*** DATA FOR THE TASK Section Begins ***

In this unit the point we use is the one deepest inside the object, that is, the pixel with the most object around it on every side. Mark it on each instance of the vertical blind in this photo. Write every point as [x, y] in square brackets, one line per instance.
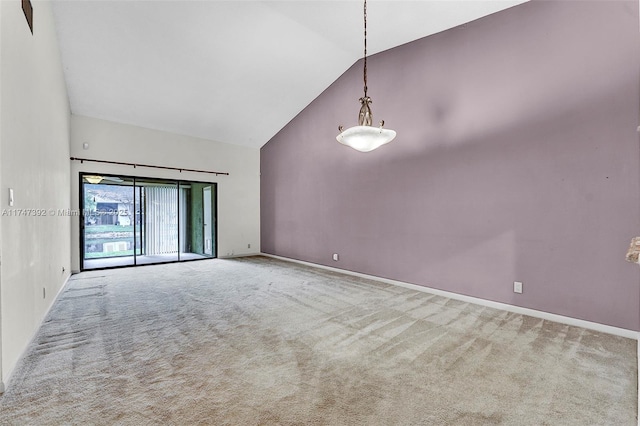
[161, 219]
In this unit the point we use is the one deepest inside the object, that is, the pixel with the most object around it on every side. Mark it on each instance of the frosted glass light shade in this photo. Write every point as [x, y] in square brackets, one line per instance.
[365, 138]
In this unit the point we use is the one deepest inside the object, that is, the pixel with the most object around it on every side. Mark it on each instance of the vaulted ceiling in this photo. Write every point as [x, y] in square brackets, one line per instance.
[229, 71]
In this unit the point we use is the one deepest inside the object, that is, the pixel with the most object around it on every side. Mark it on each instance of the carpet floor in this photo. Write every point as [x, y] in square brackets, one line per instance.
[258, 341]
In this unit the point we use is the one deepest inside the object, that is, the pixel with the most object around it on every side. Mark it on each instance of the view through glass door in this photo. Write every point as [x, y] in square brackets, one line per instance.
[133, 221]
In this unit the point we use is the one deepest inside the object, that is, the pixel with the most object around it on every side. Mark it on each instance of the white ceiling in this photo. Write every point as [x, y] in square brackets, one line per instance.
[229, 71]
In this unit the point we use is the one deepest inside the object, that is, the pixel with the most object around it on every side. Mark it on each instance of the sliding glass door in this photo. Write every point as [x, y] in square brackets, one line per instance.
[133, 221]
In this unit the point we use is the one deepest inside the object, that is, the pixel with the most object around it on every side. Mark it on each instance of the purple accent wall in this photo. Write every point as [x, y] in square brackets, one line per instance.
[517, 159]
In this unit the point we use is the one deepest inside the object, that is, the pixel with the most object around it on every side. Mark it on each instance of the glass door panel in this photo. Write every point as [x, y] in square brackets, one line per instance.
[108, 224]
[160, 221]
[136, 221]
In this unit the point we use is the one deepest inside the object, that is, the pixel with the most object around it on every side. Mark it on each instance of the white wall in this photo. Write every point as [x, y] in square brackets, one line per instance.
[34, 161]
[238, 193]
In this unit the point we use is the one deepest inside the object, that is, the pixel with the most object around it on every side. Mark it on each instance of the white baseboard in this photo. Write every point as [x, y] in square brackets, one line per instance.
[623, 332]
[233, 256]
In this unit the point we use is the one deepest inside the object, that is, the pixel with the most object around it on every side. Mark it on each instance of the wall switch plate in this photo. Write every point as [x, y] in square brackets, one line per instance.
[517, 287]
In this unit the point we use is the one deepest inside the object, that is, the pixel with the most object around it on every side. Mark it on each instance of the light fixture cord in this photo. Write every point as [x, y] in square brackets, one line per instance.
[365, 48]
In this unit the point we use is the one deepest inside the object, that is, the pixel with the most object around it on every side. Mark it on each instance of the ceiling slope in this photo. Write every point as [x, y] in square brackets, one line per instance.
[229, 71]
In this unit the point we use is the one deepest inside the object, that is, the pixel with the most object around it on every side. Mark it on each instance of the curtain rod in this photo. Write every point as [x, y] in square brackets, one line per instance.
[82, 160]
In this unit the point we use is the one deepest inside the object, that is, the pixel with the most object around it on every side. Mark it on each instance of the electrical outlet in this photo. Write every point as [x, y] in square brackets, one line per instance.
[517, 287]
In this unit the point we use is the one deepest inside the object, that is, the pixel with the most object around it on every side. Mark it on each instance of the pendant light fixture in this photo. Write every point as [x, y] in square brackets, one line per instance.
[364, 137]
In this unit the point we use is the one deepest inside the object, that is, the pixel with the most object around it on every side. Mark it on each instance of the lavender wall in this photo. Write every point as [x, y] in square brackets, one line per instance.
[516, 160]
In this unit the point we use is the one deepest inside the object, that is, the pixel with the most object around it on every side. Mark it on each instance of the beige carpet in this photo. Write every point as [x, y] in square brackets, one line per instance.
[259, 341]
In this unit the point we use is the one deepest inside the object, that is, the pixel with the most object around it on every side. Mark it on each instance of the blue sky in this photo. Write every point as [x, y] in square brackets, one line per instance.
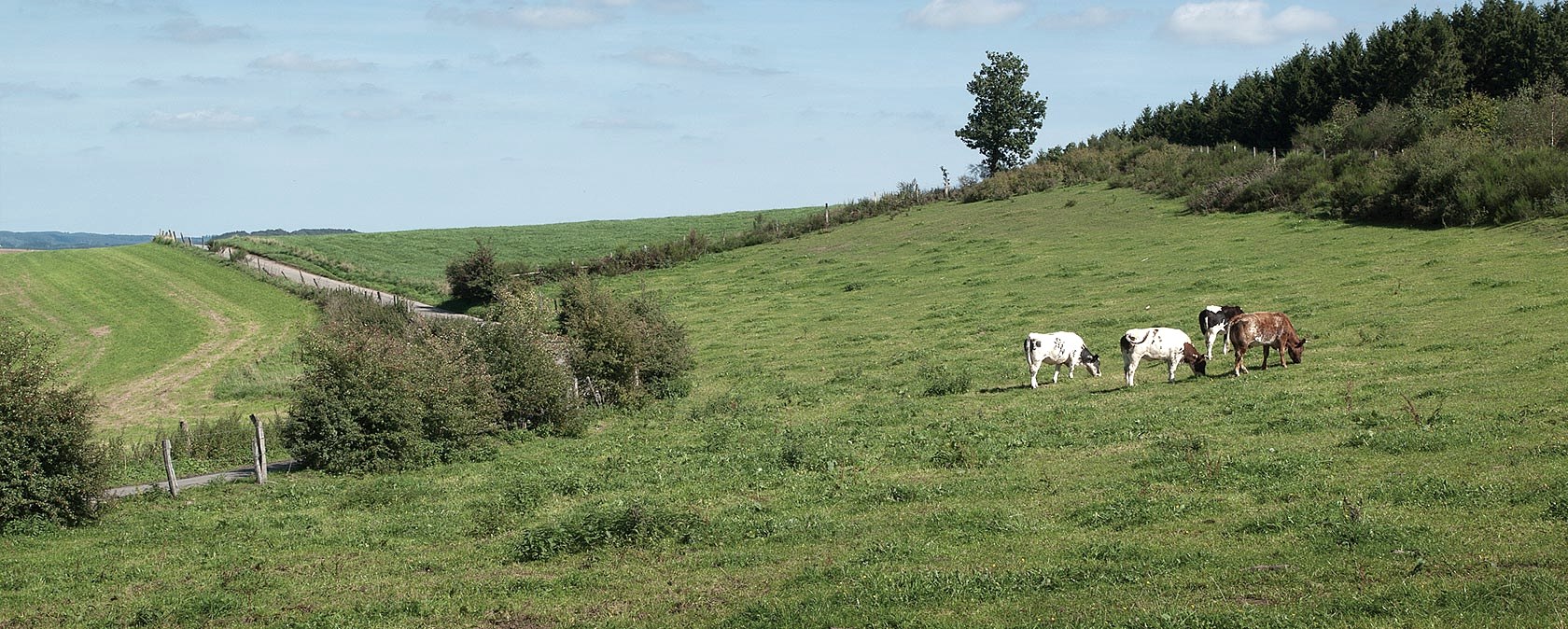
[131, 117]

*** DATA FOR THE TASK Section Ends ***

## [ABOUT THIS EXERCISE]
Please print the records above once more, word for word, omitting all pictures.

## [RESULT OF THIS TASK]
In this unit the point we use is the one deepest inside the object, that is, the pixel with the most object around it on every side. Mark it on each instance of the vertical blind in this photo. Write every point as [x, y] in square brackets, one line per instance.
[161, 219]
In this unit the point we use is the one deepest inside the object, that is, the pixel with the most object around it on every side. Mark it on each instance of the frosted glass light shade in this photo. Write every point as [x, y] in square brackets, one line per instance.
[365, 138]
In this unit the point we use is the one deepest inside the object, that is, the pixel with the most object around it on every side. Mark it on each instance of the vaulted ceiling in this photo. Write every point as [x, y] in square brackets, one line per instance.
[229, 71]
In this unit the point we use is the one deepest inside the object, that is, the pixel with the most object around it on every side. Mark it on each instance of the carpet floor in this photo. Write every point as [x, y] in square brackets, one line per instance.
[258, 341]
In this unit the point we use is the one deepest inside the object, that is, the pixel with the most object around it on every side. Mark it on each instance of the view through glass door in this photo. Write every point as [x, y] in square brackets, one line per instance.
[133, 221]
In this unit the point we use is the one deepest inside the object, that is, the pixel with the most object around it on every side. Mark it on each instance of the white ceiling in this photo. Write every point as [x, y] in square brackets, one line per instance.
[229, 71]
In this unit the point we use is the one deepest inside the object, that is, the pixel with the most object around it on every side. Mark it on each instance of the sliding glass door in this photo. Write every point as [x, y] in square brackets, one line per instance.
[133, 221]
In this unit the point we use is the one deepest inside the object, that is, the pixel with the most object around it on every side. Mark it on each instance of the purple accent wall in this photo. Write every point as [x, y] in square brackets, one line per instance.
[517, 159]
In this unit the point we use is the one deepest inside the object, that is, the pixel with the most object around it on every side. Mark it on each instance of the glass door panel in this photo. Write every point as [x, y] in square brackets, one line per instance.
[108, 224]
[160, 221]
[136, 221]
In this unit the point we use is the one deepest inside the object, that is, the pixel with the most object around it on every side. Mark it on each instance of the white wall in this photo. Write every point as [x, y] in square brackets, one line per instance.
[34, 161]
[238, 193]
In this unit the point we use is the one deepest inside the object, that is, the pixel with the most object around it on every side. Mark it on each instance of the white baseboard in this photo. Write every point as [x, y] in square brackets, one line per instance.
[623, 332]
[233, 256]
In this unit the point we use is the one deepest inside the object, that is, the pixel with the most object around it on every side. Mark it on each instance of the wall switch plate in this photo. Write every point as [x, y] in square brackets, one line per instance.
[517, 287]
In this unit the point we use is the one deepest inside the object, that is, the pixel with the most object around it on every side. Mark it on each instance of the light fixture cord in this photo. Write every point as [x, y] in square brackets, one line per instance.
[365, 48]
In this unit the point we use is the one deepest inside the object, that is, the pixel with the most object around it on every side. Mark it on each instance of the ceiling slope in this photo. Write every point as [x, y] in square brackets, one line per instance.
[229, 71]
In this unit the point we use is the one deepest inside the object, that is, the pixel with the most object around it on every side. Mark it on each instance of the curtain rod in this photo. Write every point as [x, y] in square brackets, one line per instance.
[82, 160]
In this unit the point we use is the one deepest inside the object, that is, the pixel with the most object around it on every side. Mark it on each instance of the electrical outlet in this photo. Write every point as [x, y] in square brackets, one line per instance.
[517, 287]
In this unit the point we use is the one deepest inside the object, that is, the pixel with the most object around it on every side. Mark it on each instance of the pendant light fixture in this photo. Write every point as [x, y] in square brackets, one line per instance.
[364, 137]
In this unit the point we use is the one deepest inside the object, that is, the pixel with the most object around it on every side. Mark it on each instance of the lavender wall in this photo. Write every point as [x, y] in square brackets, one line per instance.
[516, 160]
In this unit the point we use is the one deepest inside the object, that is, the pixel with the most object around it on every side. Mark it on each instance of the beige carpet in this photo. Write every point as [x, y] in square brackets, one line per instance.
[259, 341]
In this unit the point we use is the one deepest inside the object, that is, the pixel with the most object around it on every side. Mark it on each instance of the blue sky in this photo. Write every point as [x, y] in square brackets, one line per instance.
[131, 117]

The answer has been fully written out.